**What to do:**
**a.** From the episode summary below, list each Griffin family member who takes an extra job to pay Chris's tuition, along with that person's job.
**b.** Write the next part of the episode summary below, picking up after its final sentence.

**Excerpt:**
● ● ● ● ●
Lois takes the family out to the ballet on a late school night. As Chris studies at the breakfast table for an upcoming exam later that day, Brian notices that Chris's history textbook is hopelessly out of date (published in 1896 in the Adult Swim version of the show, 1948 in the Fox version). Upset by this, Lois goes to a PTA meeting to complain. Principal Shepherd explains that the school cannot afford new textbooks: as a result of the No Child Left Behind Act, the school has lost its federal funding due to low test scores. His solution for raising the school's performance average is to expel the dumbest student, who happens to be Chris. After several failed attempts to find another school for Chris (and an extremely long intermission featuring the third fight between Peter and the Giant Chicken), Lois asks her father, Carter, to use his influence to get Chris admitted to the upper-class Morningwood Academy.

At his new school, Chris is shunned by the wealthy, snobbish, privileged students at the academy. After hearing his plight, Lois again turns to her father, to help Chris, who invites him to become a member of Skull and Bones with the other students, who eventually come to accept him. The Griffins, meanwhile, have all taken extra jobs to pay for Chris' tuition; Peter is selling "butt scratchers" at the ballpark, Lois and Meg are working as prostitutes (though Lois is obviously the more successful of the two), and Stewie is following fat people while playing "The Air Is Getting Slippery" on a sousaphone (though he calls it a tuba)and makes them fall. Feeling his family shouldn't go through so much trouble to keep him satisfied, Chris asks Carter to help him get back into his old school. Carter complies, and Chris moves back home and Stewie plays The Air is Getting Slippery song behind Chris and Chris falls.

[edit] Notes

  • This is the third episode in a row which starts with a "We now return to..." TV gag.
  • This episode marks the third encounter between Peter and Giant Chicken. Peter and Lois are in the kitchen talking in despair about which school Chris will go to. Peter says, "...I mean it's not like the high school will take him back, and every other school we tried just doesn't... oh crap!" The chicken crashes through the window and their fight takes them through the Griffin house, the sewer, a Quahog train station, a downtown construction site, a fair which features a giant Ferris wheel, more of Downtown Quahog, and after a brief interruption in which Peter says "Hang on, what are we fighting about?" and they both realize that they forgot what it was that started this. The chicken, (in this episode his name is revealed to be Ernie and he can also talk) and his wife, Nicole, take Peter out to a fancy restaurant to make up for it. However, a debate occurs over who will pay for the dinner, and the fight continues in the kitchen. Peter is finally the victor when he throws boiling water from a pot into his face and hits him on the head with the pot enough times to make him spurt blood, though Ernie is still alive as it was like in the first two fights.
● ● ● ● ●
**Extracted data:**
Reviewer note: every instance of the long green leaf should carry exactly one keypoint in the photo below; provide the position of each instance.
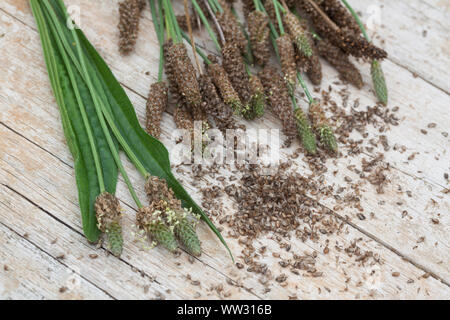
(149, 151)
(64, 79)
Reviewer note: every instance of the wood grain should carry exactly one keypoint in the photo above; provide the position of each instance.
(37, 176)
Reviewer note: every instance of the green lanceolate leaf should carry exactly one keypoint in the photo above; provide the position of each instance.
(68, 88)
(150, 152)
(379, 82)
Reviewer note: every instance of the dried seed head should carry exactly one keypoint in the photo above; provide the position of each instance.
(379, 82)
(171, 71)
(338, 59)
(151, 219)
(185, 76)
(185, 233)
(305, 132)
(156, 105)
(183, 120)
(230, 27)
(108, 213)
(226, 89)
(258, 28)
(248, 6)
(182, 22)
(358, 46)
(163, 201)
(345, 38)
(129, 15)
(320, 124)
(233, 63)
(214, 105)
(315, 70)
(340, 15)
(278, 95)
(287, 57)
(298, 33)
(258, 99)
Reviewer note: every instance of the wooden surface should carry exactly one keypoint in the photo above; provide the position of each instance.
(43, 254)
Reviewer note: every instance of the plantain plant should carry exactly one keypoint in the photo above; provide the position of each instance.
(98, 119)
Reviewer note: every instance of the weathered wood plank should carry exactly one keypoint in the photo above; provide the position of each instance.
(20, 119)
(51, 184)
(417, 39)
(42, 127)
(363, 283)
(27, 272)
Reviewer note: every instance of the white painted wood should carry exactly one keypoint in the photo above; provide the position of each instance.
(46, 176)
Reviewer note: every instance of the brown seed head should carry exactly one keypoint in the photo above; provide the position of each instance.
(226, 89)
(340, 15)
(338, 59)
(258, 27)
(278, 95)
(129, 15)
(287, 57)
(107, 210)
(156, 105)
(214, 105)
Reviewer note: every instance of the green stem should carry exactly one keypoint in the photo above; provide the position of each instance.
(358, 21)
(305, 88)
(82, 108)
(206, 24)
(168, 21)
(271, 26)
(199, 51)
(174, 21)
(280, 6)
(277, 13)
(248, 52)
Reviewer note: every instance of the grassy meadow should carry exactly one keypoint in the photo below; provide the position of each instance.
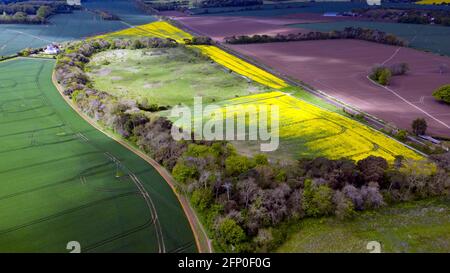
(420, 226)
(166, 77)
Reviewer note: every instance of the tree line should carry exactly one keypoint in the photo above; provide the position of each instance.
(348, 33)
(247, 202)
(409, 16)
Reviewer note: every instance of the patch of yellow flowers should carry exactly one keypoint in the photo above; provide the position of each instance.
(311, 130)
(242, 67)
(158, 29)
(318, 132)
(165, 30)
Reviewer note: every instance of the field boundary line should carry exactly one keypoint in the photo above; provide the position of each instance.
(408, 102)
(193, 220)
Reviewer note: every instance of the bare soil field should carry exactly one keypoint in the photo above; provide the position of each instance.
(219, 27)
(340, 67)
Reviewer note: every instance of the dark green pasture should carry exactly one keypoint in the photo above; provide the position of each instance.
(62, 180)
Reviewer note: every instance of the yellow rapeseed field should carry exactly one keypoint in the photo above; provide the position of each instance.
(242, 67)
(318, 132)
(308, 129)
(165, 30)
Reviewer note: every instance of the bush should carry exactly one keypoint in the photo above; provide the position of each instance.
(202, 199)
(237, 164)
(344, 206)
(230, 235)
(317, 199)
(183, 173)
(399, 69)
(442, 93)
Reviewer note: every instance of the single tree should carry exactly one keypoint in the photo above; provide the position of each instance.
(419, 126)
(442, 93)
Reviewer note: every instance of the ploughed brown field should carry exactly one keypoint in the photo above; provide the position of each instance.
(340, 67)
(219, 27)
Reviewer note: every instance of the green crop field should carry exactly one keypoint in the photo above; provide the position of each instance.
(411, 227)
(62, 180)
(166, 77)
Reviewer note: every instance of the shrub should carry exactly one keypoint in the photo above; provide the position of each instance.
(399, 69)
(344, 206)
(442, 93)
(202, 199)
(261, 159)
(183, 173)
(230, 235)
(237, 164)
(317, 200)
(401, 135)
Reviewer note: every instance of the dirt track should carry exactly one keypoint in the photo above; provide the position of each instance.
(339, 68)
● ● ● ● ●
**The responses:**
**a.**
- Peter: selling "butt scratchers" at the ballpark
- Lois: working as a prostitute
- Meg: working as a prostitute
- Stewie: following fat people while playing "The Air Is Getting Slippery" on a sousaphone and making them fall

**b.**
  • This episode also marks the first time Bruce the performance artist's name is revealed. Bruce expresses great happiness that his name is finally announced.
  • In this episode, it is revealed that Quahog has a subway system.

[edit] Censorship

  • When Peter calls Quagmire from the ballet, Quagmire says he was dragged there by “This broad I’m trying to nail” in the FOX version. The Adult Swim and TBS version uses the line “this broad I’m trying to screw” (the “broad I’m trying to screw” line was used in the FOX promo for this episode).
  • On the part where Chris is trying to study at the breakfast table and Lois tells Chris not to read at the breakfast table, it cuts to Brian telling Chris that the book won't help him because of how outdated it is on the FOX version. On Adult Swim, there's an extra scene where Peter writes a text message and sends it to Chris's phone. Chris picks it up, reads the message, and replies, "Yeah! Right in her ass!"
  • In the FOX version, Chris’ textbook is from 1948 and contains topics such as big band music and a chapter called “Israel: The Brand New Country Everyone’s Gonna Love.” On Adult Swim, however, the book is from 1896 and features topics such as Utah’s statehood and a chapter called “Negroes: America’s Dancin’est Rapefolk.” The Adult Swim version had an extra scene where Lois comments on how awful the title is, stating that Americans don’t refer to black people as “Negroes” anymore, while completely ignoring the book's description of African-Americans.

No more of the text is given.